┌─ Records supplied
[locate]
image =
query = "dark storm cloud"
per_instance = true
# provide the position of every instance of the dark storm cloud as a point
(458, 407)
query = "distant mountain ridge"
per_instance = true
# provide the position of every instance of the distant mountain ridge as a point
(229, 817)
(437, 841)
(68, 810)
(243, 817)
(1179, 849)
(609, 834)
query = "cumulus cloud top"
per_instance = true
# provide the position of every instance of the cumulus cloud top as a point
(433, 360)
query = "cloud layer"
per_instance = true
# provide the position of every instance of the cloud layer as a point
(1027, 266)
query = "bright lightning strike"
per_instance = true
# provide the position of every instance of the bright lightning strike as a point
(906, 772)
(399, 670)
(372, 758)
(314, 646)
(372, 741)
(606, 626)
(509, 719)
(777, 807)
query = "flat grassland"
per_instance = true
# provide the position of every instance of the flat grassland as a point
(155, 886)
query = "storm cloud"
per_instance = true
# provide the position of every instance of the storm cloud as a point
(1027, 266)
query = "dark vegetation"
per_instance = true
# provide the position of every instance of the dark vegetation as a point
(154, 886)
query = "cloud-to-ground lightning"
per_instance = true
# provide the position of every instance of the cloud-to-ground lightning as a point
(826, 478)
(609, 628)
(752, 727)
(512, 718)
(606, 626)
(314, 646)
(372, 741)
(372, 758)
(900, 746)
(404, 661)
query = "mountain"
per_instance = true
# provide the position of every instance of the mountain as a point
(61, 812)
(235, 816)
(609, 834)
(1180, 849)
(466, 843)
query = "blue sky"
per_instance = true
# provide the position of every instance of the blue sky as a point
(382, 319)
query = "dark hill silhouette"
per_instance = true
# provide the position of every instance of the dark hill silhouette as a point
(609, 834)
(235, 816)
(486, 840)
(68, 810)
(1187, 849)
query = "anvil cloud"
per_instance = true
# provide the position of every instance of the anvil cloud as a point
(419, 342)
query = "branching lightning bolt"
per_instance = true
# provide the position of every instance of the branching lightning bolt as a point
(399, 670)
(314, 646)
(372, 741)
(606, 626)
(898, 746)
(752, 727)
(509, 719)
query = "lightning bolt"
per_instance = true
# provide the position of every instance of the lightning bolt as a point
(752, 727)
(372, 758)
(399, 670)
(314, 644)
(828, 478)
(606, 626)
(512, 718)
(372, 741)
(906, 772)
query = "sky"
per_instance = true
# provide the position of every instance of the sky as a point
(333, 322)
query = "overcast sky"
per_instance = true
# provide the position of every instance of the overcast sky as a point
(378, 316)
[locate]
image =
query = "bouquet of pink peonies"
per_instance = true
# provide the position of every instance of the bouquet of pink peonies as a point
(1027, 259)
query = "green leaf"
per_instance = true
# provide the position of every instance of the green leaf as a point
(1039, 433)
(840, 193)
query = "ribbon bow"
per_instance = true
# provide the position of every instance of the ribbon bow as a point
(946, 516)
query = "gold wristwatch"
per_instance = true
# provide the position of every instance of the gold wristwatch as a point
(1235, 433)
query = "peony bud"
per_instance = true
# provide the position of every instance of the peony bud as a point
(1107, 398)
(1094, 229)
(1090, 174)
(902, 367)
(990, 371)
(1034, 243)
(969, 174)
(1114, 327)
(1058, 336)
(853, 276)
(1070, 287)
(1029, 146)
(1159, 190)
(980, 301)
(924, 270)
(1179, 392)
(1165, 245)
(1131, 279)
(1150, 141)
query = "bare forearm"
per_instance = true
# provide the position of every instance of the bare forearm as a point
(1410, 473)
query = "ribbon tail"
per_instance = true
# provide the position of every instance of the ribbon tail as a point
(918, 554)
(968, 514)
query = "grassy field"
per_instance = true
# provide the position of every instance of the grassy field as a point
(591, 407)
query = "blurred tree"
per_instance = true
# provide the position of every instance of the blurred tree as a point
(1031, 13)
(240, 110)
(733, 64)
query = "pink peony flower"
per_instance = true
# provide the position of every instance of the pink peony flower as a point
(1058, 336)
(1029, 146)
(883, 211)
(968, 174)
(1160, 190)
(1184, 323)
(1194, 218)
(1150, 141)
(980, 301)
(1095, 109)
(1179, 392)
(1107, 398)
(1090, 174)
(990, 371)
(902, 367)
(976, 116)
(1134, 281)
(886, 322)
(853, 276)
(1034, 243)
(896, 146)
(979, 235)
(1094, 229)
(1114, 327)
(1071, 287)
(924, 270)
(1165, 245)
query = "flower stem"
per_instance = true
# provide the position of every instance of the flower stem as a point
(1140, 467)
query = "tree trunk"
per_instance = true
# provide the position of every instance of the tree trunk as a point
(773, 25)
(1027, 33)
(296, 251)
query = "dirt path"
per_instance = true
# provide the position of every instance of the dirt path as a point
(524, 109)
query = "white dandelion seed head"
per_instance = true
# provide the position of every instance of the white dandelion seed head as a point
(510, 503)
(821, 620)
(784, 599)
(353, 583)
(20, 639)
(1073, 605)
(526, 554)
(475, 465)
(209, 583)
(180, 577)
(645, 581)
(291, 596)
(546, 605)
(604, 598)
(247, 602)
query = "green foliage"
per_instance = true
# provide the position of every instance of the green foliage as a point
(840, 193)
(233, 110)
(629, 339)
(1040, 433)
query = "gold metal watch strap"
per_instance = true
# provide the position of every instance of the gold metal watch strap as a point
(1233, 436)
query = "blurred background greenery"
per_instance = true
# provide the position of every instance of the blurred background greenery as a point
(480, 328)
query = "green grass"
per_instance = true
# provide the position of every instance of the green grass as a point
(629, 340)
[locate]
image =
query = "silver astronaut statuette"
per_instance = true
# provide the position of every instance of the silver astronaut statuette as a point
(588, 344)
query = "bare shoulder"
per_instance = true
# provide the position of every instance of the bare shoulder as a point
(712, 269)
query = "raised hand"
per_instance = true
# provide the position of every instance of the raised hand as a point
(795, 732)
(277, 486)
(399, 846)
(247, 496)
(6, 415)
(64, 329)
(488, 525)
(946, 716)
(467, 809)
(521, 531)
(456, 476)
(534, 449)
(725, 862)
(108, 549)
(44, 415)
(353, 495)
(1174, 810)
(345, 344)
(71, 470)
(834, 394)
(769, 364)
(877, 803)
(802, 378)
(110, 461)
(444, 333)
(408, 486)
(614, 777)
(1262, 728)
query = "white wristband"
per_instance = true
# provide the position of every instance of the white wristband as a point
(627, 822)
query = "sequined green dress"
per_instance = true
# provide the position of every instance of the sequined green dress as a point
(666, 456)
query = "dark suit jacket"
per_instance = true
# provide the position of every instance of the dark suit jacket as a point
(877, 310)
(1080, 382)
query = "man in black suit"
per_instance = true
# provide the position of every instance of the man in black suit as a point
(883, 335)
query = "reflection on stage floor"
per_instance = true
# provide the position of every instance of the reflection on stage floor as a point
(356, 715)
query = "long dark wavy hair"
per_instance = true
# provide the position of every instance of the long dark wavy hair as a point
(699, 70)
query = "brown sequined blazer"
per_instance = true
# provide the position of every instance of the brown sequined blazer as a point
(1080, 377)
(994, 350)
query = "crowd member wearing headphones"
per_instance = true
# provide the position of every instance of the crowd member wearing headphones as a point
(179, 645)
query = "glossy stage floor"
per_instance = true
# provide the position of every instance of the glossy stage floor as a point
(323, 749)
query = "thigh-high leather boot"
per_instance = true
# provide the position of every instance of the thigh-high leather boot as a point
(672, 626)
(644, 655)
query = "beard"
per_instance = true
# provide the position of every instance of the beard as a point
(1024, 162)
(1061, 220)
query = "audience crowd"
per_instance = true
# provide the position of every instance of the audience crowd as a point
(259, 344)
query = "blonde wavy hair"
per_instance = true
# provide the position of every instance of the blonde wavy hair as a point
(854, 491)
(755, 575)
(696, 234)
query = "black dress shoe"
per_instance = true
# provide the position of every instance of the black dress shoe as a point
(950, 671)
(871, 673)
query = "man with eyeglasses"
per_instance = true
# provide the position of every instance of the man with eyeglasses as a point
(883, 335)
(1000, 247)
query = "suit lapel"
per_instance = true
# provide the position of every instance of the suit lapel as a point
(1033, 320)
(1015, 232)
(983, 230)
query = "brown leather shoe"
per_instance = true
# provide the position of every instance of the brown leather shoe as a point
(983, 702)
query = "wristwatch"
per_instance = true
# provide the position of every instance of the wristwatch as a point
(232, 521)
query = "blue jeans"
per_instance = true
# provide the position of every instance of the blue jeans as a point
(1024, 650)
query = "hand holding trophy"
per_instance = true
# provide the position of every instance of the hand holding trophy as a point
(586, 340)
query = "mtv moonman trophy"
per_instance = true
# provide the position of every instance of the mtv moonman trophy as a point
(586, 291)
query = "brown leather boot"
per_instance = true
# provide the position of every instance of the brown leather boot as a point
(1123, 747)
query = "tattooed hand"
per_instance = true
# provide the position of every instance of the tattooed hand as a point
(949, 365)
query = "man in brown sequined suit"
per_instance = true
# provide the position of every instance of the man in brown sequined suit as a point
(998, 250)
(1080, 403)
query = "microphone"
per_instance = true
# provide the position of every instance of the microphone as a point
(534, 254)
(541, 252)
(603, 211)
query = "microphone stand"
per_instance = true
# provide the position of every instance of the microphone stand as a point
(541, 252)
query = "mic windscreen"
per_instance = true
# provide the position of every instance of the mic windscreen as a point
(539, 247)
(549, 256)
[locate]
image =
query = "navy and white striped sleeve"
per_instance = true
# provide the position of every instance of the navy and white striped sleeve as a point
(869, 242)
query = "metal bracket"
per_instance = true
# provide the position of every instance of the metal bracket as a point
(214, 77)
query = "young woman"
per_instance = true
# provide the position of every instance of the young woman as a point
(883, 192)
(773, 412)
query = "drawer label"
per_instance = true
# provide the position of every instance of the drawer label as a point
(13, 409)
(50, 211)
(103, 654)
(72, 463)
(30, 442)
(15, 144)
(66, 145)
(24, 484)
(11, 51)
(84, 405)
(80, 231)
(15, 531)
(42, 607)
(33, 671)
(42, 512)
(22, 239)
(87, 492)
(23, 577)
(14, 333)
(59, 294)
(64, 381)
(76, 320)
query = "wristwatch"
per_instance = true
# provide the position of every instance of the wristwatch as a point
└─
Count the lines in the rows above that contain the string "field", and reply with only that number.

- Exercise solution
2